▶ _GIVEN REQUEST A_
Please print the part of the post on intertextuality between the two poems starting with "by Isabella Almeida" and going on through "this intertext together.".
▶ _GIVEN REQUEST B_
According to the post on intertextuality between the two poems, which publisher released Milk and Honey?

Intertextuality between "To fathers with daughters" and "Open letter to my dad"

Warning: This post may trigger negative emotions!

Aviso: Esse post pode causar gatilhos!


Estudos Linguístico-Discursivos em Língua Inglesa IV - Matutino

Written by Isabella Monteiro de Almeida & Lindemberg Alexander Karon.

RGM: 25907760 & 26410907


Poem:


every time you

tell your daughter

you yell at her

out of love

you teach her to confuse

anger with kindness

which seems like a good idea

till she grows up to

trust men who hurt her

cause they look so much

like you


to fathers with daughters - rupi kaur


Reference: KAUR, Rupi. Milk and Honey. Andrews McMeel Publishing, 2015. 



Artistic Production:


Open Letter To My Dad


Father, where were you when I needed you the most?

All the men I met were the same

Looking for love, more pain and misery

Always haunted by your ghost


Growing up was a decline

When you came along it was all violence

I had to learn to live without love

With bad memories coming back instead


Telling me that I can't do anything

Yelling at me all the time

As if I had no feelings

Is this not a crime?


I stayed strong and I've moved on,

Sometimes I still feel the pain in my heart,

But now I know that men aren't the same

And I'll show that I can be loved.


by Isabella Almeida


Intertext:

After reading Rupi Kaur’s book, we had many feelings. So, Isabella decided to write a poem and then we wrote this intertext together.


To Fathers With Daughters by Rupi Kaur shows the reader the pain of a daughter who is repressed by her father with an education based on the psychology of fear, when, in this case, yelling is a kind of education and which is also considered “love”. It confuses the girl, she mixes anger with kindness and this can and will affect her when she starts a relationship. We can interpret the poem as a cycle. From To Fathers With Daughters, Isabella Almeida had the inspiration to make a poem called Open Letter To My Dad. This letter constructs a narrative of the father’s absence in his daughter’s life even though he is physically present. Love, care and affection were scarce, but hurt and violence marked her life.

Labeled area outline records
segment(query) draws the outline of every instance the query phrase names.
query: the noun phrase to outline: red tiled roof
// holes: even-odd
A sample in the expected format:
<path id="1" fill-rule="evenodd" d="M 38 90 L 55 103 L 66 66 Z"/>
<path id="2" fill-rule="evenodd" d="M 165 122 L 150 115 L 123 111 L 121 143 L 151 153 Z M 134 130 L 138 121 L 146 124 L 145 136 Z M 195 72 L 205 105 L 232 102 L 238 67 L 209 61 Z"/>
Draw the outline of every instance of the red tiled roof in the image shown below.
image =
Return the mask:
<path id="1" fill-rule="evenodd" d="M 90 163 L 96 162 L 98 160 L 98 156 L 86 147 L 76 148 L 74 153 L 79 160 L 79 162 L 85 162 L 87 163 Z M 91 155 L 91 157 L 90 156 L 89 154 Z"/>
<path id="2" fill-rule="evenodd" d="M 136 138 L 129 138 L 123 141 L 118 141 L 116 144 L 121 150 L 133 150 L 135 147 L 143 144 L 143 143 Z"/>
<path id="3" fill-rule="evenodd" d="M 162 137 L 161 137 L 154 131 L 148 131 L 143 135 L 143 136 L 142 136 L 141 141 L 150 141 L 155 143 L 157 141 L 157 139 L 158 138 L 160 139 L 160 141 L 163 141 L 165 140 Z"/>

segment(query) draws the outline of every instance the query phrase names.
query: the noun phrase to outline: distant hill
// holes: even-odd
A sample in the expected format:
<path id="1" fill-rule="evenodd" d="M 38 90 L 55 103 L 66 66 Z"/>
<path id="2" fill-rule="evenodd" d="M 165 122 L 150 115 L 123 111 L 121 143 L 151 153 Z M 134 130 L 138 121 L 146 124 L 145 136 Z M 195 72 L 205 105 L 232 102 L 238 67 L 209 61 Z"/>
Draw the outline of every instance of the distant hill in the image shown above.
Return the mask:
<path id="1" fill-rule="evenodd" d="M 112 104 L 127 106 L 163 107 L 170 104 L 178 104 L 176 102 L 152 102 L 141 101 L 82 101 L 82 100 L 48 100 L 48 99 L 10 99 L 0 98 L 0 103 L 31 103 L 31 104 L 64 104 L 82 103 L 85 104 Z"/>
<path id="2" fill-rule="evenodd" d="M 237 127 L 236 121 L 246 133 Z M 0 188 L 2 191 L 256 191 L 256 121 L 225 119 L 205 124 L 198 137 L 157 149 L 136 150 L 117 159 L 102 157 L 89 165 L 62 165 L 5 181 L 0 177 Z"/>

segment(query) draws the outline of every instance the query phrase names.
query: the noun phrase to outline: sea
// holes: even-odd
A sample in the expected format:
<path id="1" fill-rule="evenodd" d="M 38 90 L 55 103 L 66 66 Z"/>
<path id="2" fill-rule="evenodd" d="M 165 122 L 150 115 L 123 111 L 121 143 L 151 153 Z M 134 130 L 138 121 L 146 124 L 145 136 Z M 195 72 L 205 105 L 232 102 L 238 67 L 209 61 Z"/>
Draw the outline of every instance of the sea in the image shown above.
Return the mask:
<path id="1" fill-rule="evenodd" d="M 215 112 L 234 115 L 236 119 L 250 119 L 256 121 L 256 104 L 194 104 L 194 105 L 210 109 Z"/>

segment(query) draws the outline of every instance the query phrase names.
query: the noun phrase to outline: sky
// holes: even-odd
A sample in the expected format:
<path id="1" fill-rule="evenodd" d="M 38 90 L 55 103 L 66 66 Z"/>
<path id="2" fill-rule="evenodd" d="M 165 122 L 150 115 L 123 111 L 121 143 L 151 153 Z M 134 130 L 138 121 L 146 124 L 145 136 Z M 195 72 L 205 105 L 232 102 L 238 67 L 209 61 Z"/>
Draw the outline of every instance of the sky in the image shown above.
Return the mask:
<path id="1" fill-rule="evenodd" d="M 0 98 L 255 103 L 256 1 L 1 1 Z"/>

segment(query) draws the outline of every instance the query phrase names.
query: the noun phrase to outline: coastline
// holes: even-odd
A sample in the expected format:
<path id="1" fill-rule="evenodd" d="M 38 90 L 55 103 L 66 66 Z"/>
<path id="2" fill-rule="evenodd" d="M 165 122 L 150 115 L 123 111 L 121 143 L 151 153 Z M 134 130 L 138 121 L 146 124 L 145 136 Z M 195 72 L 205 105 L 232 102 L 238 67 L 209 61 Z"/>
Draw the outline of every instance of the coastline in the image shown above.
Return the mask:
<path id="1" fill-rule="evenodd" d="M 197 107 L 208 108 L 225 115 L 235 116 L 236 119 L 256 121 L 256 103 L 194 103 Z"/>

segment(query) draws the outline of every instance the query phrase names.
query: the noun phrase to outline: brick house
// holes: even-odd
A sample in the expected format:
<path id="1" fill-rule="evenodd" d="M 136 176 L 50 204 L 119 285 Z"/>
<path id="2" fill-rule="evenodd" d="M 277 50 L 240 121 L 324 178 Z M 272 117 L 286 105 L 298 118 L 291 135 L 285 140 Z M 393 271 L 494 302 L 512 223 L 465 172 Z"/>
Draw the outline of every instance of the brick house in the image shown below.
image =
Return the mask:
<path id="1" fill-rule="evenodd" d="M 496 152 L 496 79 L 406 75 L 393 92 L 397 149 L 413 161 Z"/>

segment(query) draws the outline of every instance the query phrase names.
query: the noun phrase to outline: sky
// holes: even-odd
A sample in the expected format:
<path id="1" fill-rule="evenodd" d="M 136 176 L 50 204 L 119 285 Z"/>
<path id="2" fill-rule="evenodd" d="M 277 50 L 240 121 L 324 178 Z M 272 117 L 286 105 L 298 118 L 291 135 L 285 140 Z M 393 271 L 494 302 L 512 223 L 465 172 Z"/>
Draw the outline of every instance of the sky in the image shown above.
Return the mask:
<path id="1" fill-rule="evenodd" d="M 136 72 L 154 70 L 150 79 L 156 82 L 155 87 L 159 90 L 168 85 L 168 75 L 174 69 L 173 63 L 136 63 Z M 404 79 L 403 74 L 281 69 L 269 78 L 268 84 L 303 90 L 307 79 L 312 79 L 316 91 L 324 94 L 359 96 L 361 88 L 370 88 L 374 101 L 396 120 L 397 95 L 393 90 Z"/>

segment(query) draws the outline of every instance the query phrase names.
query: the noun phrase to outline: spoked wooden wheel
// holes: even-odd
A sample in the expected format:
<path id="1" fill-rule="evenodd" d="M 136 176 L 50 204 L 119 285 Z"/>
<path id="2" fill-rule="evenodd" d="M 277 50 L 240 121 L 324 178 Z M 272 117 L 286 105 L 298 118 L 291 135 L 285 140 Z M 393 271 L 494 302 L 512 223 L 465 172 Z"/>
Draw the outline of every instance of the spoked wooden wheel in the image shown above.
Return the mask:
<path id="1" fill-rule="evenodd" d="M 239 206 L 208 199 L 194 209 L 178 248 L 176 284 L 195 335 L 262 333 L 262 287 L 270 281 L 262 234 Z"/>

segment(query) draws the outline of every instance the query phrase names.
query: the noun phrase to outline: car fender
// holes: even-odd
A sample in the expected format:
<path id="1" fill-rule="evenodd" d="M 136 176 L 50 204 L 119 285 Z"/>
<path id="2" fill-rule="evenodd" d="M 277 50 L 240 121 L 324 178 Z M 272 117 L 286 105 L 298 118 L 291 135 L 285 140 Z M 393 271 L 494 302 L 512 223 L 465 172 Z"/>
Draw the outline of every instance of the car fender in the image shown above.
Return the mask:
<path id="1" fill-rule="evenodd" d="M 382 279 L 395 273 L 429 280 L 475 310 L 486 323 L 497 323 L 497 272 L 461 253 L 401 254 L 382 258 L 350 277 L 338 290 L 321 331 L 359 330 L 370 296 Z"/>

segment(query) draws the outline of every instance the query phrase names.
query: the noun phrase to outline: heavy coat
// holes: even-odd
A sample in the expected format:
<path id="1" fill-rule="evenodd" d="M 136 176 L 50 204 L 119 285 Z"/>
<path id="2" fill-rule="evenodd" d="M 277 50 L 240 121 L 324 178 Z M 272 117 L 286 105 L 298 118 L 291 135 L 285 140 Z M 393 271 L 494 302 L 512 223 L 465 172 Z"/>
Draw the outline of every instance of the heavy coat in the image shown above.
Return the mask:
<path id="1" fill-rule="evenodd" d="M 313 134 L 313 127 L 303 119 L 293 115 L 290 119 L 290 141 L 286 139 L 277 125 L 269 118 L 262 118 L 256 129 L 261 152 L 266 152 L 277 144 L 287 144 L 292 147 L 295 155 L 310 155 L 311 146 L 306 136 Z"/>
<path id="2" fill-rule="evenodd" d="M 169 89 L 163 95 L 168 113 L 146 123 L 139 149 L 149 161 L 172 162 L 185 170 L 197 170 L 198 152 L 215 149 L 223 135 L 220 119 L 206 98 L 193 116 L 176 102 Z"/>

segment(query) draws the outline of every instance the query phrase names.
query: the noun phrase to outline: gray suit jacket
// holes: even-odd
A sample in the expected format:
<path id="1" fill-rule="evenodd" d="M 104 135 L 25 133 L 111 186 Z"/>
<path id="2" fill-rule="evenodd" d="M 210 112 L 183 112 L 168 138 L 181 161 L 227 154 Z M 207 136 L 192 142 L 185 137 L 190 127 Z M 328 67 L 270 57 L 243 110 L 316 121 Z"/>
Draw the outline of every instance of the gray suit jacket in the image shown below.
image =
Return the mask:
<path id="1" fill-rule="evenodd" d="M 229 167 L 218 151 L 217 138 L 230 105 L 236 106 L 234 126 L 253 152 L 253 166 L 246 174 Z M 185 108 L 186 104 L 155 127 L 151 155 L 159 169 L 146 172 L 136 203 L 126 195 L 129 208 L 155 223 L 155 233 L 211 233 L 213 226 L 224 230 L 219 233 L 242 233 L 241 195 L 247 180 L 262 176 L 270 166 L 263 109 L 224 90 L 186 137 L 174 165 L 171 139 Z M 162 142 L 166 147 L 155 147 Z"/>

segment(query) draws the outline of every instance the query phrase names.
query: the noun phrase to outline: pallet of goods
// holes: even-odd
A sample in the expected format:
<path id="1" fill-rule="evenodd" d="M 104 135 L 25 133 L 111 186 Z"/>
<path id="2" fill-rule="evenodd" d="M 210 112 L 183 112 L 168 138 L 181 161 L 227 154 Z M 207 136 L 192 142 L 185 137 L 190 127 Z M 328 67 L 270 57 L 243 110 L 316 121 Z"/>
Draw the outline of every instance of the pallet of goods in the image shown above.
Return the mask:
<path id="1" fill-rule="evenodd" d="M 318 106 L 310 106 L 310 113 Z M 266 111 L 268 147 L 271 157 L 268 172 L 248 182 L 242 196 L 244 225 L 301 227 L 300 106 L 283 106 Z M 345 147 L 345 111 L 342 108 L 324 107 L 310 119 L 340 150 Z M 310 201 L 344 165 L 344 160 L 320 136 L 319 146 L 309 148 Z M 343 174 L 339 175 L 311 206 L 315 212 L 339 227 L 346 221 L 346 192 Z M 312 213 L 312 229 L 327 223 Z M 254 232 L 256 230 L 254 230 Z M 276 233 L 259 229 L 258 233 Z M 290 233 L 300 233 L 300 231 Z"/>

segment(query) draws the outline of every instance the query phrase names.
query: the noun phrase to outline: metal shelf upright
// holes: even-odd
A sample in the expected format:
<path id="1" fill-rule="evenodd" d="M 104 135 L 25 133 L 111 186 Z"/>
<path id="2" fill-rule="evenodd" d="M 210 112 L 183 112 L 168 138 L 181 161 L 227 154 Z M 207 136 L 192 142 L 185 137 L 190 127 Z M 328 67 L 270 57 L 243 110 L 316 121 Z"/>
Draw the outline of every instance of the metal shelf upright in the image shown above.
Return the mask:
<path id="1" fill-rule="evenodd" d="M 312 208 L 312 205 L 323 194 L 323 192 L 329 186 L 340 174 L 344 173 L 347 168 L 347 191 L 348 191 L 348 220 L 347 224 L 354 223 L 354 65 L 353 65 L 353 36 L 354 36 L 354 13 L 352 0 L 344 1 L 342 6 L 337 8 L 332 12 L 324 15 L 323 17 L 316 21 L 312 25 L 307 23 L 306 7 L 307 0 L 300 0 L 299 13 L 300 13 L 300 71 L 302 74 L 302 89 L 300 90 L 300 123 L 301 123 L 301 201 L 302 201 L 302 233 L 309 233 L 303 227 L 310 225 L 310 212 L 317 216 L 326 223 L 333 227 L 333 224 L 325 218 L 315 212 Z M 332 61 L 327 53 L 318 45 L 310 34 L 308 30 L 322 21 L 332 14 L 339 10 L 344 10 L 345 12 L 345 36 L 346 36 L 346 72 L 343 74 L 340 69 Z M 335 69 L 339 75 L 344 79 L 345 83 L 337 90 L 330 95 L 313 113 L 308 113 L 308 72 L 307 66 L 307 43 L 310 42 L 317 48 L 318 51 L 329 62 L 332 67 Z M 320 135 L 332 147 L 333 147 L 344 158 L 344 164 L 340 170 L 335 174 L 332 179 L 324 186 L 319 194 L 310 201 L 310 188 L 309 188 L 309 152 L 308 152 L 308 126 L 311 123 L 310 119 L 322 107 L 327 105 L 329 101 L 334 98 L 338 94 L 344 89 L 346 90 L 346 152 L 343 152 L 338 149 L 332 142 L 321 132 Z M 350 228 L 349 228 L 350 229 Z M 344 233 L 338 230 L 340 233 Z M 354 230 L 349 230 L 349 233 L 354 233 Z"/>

▶ _WORKED ANSWER A_
by Isabella Almeida


Intertext:

After reading Rupi Kaur’s book, we had many feelings. So, Isabella decided to write a poem and then we wrote this intertext together.

▶ _WORKED ANSWER B_
Andrews McMeel Publishing